Referring expression data:

•••

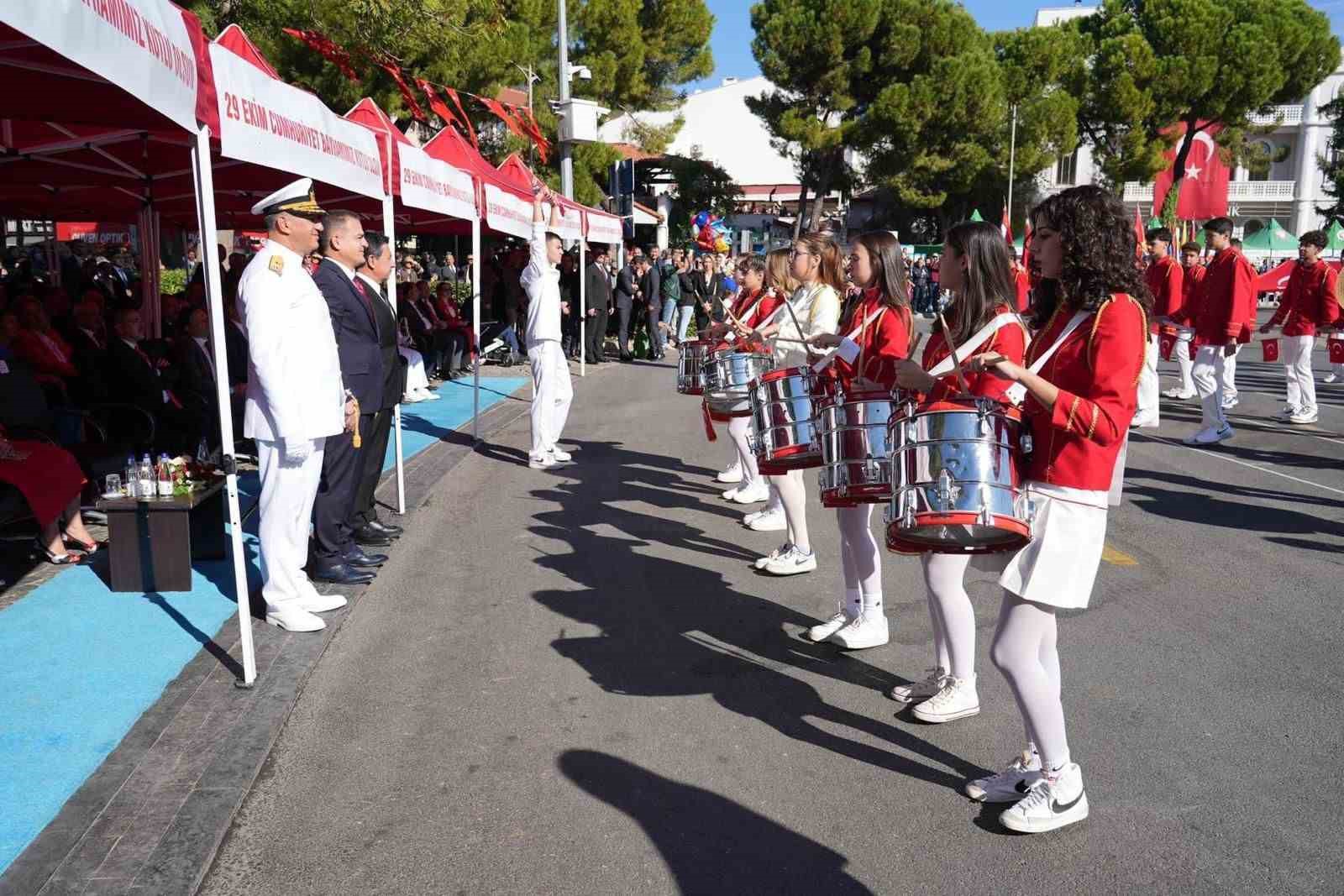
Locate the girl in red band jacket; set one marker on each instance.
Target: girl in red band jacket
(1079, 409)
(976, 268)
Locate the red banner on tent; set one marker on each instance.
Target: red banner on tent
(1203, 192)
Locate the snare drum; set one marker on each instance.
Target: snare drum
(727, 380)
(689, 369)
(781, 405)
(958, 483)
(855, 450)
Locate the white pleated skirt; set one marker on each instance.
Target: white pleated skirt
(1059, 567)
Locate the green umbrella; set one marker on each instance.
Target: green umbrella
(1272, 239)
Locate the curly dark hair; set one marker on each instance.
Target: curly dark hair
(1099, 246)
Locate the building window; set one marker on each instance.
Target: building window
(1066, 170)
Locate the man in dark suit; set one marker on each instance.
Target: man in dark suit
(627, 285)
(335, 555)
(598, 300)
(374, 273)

•••

DIRECTIONS FOR THIS TASK: Write out only those lines that fall between the one containing "Target: green umbrella" and the end of the entries, the first and last included, exactly as they read.

TASK OUTPUT:
Target: green umbrella
(1272, 239)
Locate the curly dark hair; set one marker on each instance.
Target: curly dark hair
(1099, 246)
Locate the building window; set one marker on each instance.
Target: building window
(1066, 170)
Locate the man in dark suit; set one marker on each instance.
Target: man in dark suit
(627, 285)
(335, 555)
(598, 300)
(374, 273)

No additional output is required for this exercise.